■ **TESTO FORNITO**
Ero un suo fan, ma non era il mio preferito. Mi sono sempre piaciuti di più Contador, Valverde oppure Pantani, anche se lui è stato prima della mia generazione. Erano più spettacolari, mi piaceva il loro modo di correre, era emozionante da guardare.

Quali sono stati i tuoi primi ricordi guardando il Tour de France? 

Sicuramente gli anni di Armstrong, ma il ricordo più vivo è di quanto vinse Cadel Evans. All’epoca ero un ciclista di mountain bike e anche lui lo era stato. Per questo tifavo Cadel.

Tutto questo accadeva a Durango?

Sì, con la mia famiglia intorno. Guardavamo il Tour a colazione prima di uscire.

Con sua moglie ai piedi del palco del Giro in Via dei Fori Imperiali. Il ciclismo esalta i posti belli (foto Bram Berkien)

■ **COMPLETA QUANTO SEGUE**
- 1) Secondo il testo sul ciclismo, in quale momento della giornata la famiglia guardava il Tour de France?
- 2) Stampa dai record il tratto che va dalla riga contenente "Segment fog by" fino alla riga contenente "[54, 117, 105, 263]", entrambe incluse.
Il testo e i record sono materiali distinti, senza legami tra loro.

■ **ELENCO**
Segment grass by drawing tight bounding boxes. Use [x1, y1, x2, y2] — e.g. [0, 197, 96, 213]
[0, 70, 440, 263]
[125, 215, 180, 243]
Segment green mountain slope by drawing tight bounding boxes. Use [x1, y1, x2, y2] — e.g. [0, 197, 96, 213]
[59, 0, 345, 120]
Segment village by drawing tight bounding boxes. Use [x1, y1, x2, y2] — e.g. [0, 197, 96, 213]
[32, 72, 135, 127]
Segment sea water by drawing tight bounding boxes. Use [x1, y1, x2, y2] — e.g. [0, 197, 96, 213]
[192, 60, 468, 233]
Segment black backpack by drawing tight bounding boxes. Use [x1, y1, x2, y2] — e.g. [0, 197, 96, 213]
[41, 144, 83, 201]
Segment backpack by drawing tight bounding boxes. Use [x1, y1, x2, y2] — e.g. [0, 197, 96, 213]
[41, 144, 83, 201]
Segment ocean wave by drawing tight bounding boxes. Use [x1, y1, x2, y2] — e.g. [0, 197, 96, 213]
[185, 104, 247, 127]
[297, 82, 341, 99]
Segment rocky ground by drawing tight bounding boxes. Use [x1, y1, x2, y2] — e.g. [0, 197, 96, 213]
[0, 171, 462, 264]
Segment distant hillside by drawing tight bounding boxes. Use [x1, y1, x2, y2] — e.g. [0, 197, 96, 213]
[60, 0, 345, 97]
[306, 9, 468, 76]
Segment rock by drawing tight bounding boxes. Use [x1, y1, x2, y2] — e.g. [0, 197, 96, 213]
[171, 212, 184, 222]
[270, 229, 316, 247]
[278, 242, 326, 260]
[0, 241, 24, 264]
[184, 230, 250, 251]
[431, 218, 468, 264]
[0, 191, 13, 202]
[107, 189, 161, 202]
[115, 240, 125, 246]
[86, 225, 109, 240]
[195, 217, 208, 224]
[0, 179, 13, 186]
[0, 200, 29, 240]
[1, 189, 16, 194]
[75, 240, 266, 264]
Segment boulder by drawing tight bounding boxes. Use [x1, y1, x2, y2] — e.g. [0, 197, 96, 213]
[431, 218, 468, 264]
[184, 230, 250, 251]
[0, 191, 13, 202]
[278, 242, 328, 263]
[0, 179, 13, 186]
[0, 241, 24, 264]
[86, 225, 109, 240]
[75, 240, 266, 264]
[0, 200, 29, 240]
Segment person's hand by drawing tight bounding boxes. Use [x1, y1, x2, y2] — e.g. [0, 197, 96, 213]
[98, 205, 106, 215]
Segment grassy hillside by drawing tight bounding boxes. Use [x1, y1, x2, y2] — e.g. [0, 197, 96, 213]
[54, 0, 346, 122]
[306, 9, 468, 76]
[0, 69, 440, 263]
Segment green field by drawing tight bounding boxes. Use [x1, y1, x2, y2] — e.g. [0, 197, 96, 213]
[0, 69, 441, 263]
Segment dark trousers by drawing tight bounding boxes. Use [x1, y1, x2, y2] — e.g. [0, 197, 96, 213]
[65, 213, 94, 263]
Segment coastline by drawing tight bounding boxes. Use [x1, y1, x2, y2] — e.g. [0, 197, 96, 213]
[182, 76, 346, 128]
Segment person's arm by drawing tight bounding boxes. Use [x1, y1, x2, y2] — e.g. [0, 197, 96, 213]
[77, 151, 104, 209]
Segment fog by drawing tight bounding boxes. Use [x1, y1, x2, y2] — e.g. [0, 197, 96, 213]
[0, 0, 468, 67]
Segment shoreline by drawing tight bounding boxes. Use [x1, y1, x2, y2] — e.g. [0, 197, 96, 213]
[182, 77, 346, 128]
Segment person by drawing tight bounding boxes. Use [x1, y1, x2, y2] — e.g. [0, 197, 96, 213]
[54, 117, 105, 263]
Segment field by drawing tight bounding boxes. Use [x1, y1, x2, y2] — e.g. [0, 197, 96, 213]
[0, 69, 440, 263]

■ **RISPOSTE**
- 1) A colazione, prima di uscire.

- 2)
Segment fog by drawing tight bounding boxes. Use [x1, y1, x2, y2] — e.g. [0, 197, 96, 213]
[0, 0, 468, 67]
Segment shoreline by drawing tight bounding boxes. Use [x1, y1, x2, y2] — e.g. [0, 197, 96, 213]
[182, 77, 346, 128]
Segment person by drawing tight bounding boxes. Use [x1, y1, x2, y2] — e.g. [0, 197, 96, 213]
[54, 117, 105, 263]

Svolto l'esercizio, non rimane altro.